### [BRIEF]
How many lines in the material below contain the word "striped"? Reply with the number alone.

## START RAW RECORDS

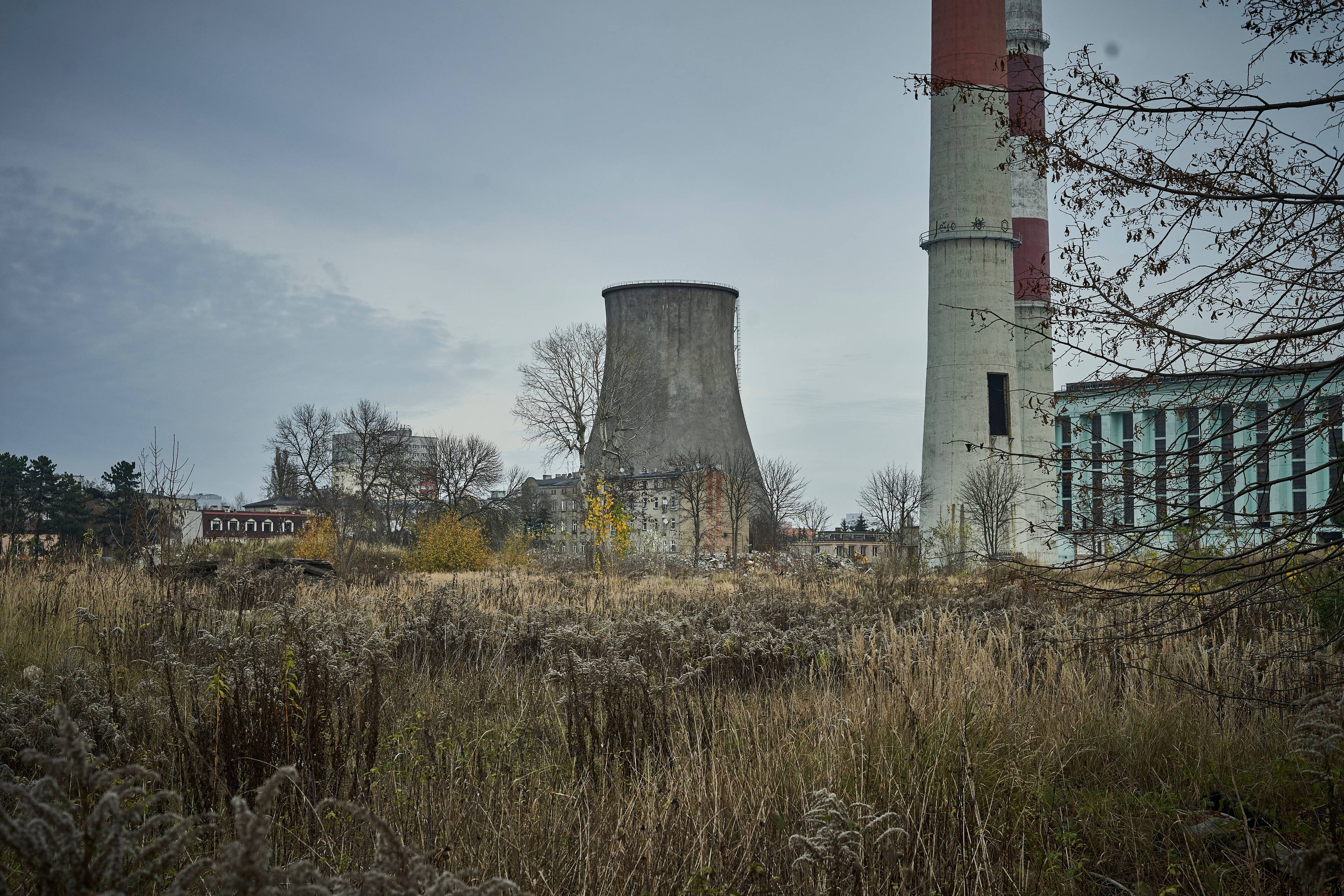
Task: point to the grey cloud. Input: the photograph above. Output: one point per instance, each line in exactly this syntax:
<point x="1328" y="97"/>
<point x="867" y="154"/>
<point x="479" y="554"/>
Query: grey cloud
<point x="115" y="322"/>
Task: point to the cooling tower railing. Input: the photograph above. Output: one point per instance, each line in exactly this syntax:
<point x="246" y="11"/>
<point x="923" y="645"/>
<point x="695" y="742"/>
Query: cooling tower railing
<point x="979" y="230"/>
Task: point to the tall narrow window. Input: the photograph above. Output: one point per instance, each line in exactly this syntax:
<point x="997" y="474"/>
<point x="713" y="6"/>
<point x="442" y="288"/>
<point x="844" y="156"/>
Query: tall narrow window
<point x="1193" y="479"/>
<point x="1299" y="425"/>
<point x="1097" y="472"/>
<point x="1261" y="463"/>
<point x="1066" y="475"/>
<point x="1334" y="436"/>
<point x="998" y="404"/>
<point x="1227" y="473"/>
<point x="1160" y="463"/>
<point x="1127" y="464"/>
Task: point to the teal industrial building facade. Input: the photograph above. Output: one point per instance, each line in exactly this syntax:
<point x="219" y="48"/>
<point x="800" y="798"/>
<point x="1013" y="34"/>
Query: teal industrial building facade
<point x="1229" y="458"/>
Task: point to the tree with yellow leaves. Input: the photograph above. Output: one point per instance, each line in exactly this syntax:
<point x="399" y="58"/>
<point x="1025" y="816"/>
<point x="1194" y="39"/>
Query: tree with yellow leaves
<point x="609" y="524"/>
<point x="447" y="545"/>
<point x="318" y="540"/>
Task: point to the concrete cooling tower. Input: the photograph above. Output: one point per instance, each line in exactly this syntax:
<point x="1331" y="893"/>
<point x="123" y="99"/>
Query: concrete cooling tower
<point x="671" y="375"/>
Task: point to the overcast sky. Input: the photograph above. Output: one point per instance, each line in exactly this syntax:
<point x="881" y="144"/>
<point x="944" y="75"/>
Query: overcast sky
<point x="213" y="211"/>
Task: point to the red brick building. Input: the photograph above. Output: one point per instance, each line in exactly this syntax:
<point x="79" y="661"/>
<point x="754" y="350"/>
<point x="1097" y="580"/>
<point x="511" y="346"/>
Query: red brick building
<point x="251" y="524"/>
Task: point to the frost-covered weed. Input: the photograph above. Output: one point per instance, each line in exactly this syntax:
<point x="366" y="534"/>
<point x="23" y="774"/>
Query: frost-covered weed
<point x="839" y="839"/>
<point x="88" y="828"/>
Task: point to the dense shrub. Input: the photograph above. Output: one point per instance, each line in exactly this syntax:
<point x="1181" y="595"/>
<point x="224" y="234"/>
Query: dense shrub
<point x="448" y="545"/>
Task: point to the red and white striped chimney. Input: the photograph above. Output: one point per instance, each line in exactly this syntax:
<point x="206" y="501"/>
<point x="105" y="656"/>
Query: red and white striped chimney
<point x="1027" y="46"/>
<point x="1027" y="43"/>
<point x="972" y="367"/>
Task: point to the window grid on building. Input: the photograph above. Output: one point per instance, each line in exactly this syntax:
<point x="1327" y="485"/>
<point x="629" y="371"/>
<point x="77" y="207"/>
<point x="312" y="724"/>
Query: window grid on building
<point x="1299" y="442"/>
<point x="1127" y="465"/>
<point x="1227" y="471"/>
<point x="1066" y="475"/>
<point x="1160" y="463"/>
<point x="1193" y="472"/>
<point x="1261" y="463"/>
<point x="1097" y="473"/>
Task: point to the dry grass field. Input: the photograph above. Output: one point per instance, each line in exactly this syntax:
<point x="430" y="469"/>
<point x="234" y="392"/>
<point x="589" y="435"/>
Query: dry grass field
<point x="745" y="734"/>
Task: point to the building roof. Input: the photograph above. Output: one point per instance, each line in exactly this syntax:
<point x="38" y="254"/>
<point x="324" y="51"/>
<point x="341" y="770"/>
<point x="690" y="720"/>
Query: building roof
<point x="254" y="514"/>
<point x="1123" y="383"/>
<point x="273" y="503"/>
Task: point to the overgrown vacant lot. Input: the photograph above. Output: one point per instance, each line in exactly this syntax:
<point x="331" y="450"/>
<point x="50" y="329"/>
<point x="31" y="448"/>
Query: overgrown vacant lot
<point x="624" y="737"/>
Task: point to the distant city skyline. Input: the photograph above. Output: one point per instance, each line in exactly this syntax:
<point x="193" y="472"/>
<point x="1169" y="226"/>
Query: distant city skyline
<point x="211" y="214"/>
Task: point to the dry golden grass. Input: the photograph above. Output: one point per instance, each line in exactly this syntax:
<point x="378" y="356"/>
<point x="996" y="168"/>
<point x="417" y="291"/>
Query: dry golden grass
<point x="1016" y="757"/>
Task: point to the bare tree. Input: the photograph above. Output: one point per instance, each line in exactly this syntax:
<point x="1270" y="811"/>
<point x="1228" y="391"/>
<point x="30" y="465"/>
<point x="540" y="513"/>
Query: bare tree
<point x="346" y="461"/>
<point x="893" y="498"/>
<point x="166" y="476"/>
<point x="623" y="413"/>
<point x="781" y="496"/>
<point x="741" y="485"/>
<point x="465" y="468"/>
<point x="990" y="493"/>
<point x="306" y="436"/>
<point x="281" y="477"/>
<point x="558" y="399"/>
<point x="815" y="516"/>
<point x="698" y="485"/>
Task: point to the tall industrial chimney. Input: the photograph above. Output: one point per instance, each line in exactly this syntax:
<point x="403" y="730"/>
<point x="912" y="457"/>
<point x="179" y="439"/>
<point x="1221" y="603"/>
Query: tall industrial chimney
<point x="972" y="370"/>
<point x="670" y="348"/>
<point x="1027" y="43"/>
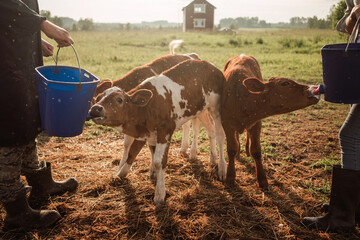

## END RAW RECORDS

### [RESULT OF THIS TASK]
2